• EXERCISE REQUIREMENTS:
Please go line by line through the material and copy each one containing the word "nest".

• DATA:
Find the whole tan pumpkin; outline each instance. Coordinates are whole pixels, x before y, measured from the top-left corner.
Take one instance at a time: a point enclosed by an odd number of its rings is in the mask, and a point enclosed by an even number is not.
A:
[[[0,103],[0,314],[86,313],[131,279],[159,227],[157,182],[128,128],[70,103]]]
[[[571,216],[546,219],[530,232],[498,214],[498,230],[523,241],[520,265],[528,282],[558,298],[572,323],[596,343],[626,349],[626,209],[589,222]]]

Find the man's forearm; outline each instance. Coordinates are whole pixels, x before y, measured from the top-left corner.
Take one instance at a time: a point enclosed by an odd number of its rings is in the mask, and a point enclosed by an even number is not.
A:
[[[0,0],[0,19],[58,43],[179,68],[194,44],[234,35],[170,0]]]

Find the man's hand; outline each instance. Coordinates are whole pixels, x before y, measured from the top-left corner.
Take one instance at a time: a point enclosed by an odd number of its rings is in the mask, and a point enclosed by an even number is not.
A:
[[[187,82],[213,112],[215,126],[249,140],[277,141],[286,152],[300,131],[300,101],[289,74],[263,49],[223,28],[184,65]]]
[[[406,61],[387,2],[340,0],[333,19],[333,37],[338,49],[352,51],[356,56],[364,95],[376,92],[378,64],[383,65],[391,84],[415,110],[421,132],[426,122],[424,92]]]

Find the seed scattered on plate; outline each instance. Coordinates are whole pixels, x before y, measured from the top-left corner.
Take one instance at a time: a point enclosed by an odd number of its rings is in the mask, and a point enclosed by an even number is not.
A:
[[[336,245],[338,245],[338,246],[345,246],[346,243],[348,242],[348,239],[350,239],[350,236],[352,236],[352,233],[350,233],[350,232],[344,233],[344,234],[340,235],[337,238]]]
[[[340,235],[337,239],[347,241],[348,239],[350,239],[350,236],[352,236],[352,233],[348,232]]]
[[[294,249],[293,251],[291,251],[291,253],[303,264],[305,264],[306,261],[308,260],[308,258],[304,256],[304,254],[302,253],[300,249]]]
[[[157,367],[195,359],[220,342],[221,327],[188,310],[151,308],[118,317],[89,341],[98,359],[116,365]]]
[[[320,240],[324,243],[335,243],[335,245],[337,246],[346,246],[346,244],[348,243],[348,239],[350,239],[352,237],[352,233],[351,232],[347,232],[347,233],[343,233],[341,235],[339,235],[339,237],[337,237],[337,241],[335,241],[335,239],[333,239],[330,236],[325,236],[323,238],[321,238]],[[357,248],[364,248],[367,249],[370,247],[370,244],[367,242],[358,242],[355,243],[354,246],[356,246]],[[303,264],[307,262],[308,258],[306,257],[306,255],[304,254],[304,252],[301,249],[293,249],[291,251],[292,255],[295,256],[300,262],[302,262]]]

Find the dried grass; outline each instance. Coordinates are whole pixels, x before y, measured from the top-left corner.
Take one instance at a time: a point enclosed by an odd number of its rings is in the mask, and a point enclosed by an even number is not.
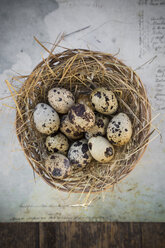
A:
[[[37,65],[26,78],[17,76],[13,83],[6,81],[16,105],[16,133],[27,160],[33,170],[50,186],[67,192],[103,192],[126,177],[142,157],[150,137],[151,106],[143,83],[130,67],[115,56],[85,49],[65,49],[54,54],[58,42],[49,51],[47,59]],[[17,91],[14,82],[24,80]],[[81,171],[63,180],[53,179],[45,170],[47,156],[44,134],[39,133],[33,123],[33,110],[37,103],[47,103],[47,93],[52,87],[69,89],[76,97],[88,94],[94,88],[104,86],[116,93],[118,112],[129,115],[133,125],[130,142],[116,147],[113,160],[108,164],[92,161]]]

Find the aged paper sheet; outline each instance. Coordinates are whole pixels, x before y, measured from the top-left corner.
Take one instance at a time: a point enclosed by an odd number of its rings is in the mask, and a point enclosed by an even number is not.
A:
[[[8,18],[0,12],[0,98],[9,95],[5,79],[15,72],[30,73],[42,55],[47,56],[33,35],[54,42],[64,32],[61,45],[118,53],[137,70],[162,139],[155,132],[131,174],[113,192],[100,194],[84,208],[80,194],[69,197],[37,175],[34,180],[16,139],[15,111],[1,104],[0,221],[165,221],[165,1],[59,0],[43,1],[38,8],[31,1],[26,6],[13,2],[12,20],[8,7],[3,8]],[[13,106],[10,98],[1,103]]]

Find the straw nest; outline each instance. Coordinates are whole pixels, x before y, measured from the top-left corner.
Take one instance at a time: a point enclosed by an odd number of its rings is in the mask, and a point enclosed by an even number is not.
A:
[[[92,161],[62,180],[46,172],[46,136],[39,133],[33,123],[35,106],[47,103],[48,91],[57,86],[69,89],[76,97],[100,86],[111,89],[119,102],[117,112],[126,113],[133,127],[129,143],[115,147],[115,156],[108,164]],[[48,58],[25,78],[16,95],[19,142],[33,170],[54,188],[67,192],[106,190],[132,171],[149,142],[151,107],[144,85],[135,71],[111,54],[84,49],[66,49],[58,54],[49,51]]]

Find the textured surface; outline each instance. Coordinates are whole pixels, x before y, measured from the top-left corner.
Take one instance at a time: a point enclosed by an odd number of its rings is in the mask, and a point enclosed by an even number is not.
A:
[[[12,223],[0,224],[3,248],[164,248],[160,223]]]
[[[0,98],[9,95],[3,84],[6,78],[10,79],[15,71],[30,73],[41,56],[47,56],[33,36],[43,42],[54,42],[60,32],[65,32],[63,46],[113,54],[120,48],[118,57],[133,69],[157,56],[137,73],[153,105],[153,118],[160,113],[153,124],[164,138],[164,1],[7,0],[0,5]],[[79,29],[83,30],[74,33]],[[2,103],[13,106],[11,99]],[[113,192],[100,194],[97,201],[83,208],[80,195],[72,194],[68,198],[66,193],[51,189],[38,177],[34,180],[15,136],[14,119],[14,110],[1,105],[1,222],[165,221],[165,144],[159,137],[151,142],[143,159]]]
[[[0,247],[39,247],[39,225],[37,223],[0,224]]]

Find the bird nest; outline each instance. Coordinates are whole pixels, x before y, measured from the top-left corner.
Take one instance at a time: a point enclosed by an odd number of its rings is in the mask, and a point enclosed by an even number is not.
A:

...

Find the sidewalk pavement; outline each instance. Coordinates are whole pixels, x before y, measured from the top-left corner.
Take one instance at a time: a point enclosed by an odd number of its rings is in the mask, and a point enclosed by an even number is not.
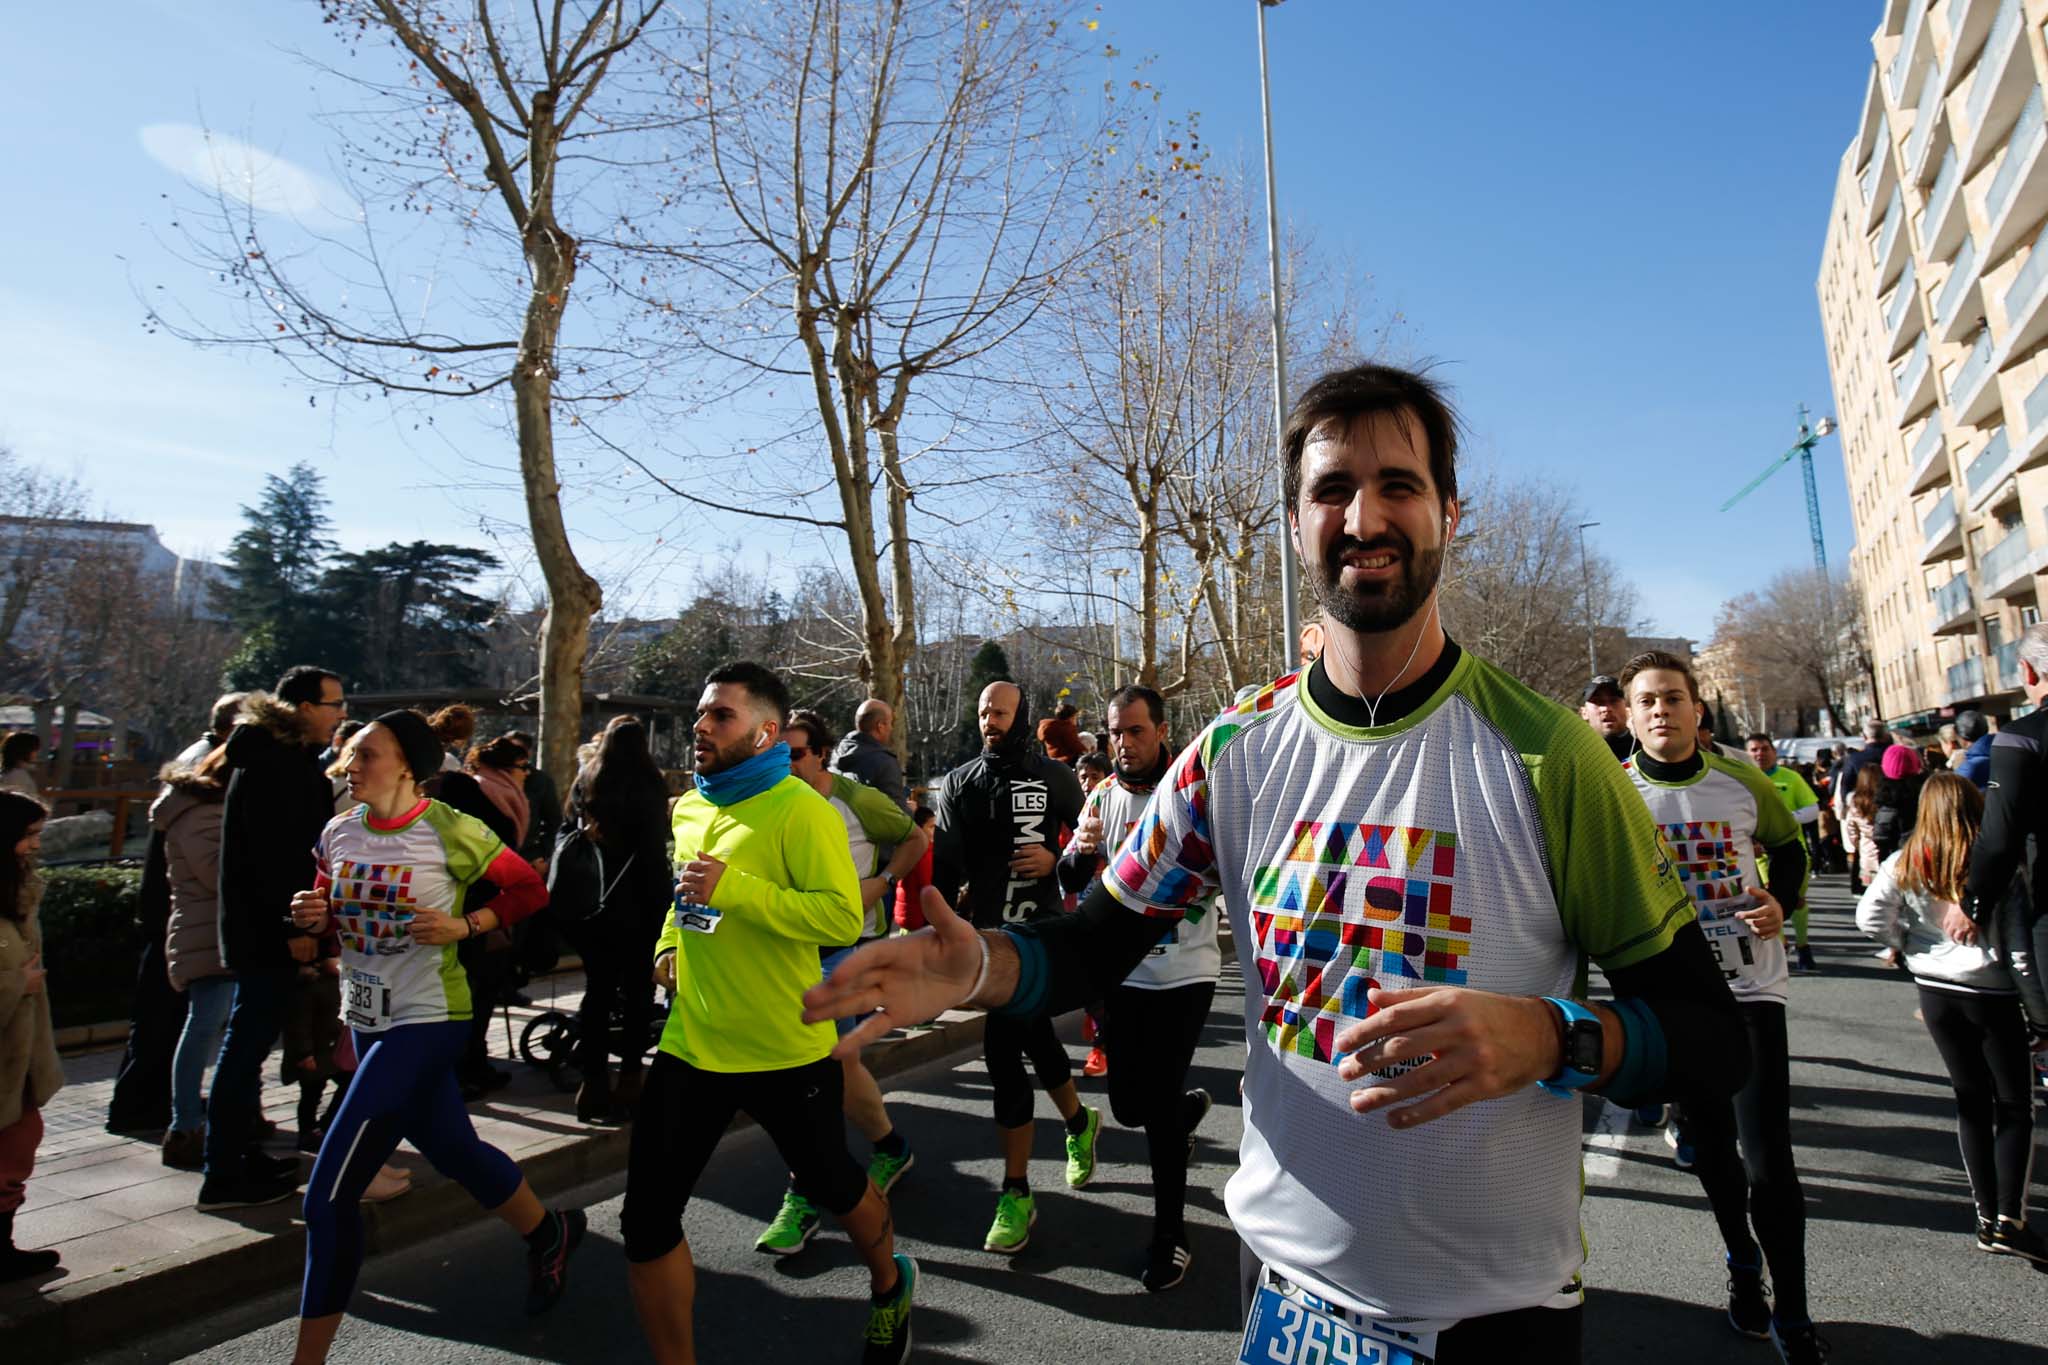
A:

• OUTPUT FOR THIS TASK:
Find the straw nest; outline each instance. Coordinates are whole pixels, x before y, measured from the top-left corner.
Find the bird nest; outline each instance. Coordinates are whole pixels, x before y, measured from the top-left corner.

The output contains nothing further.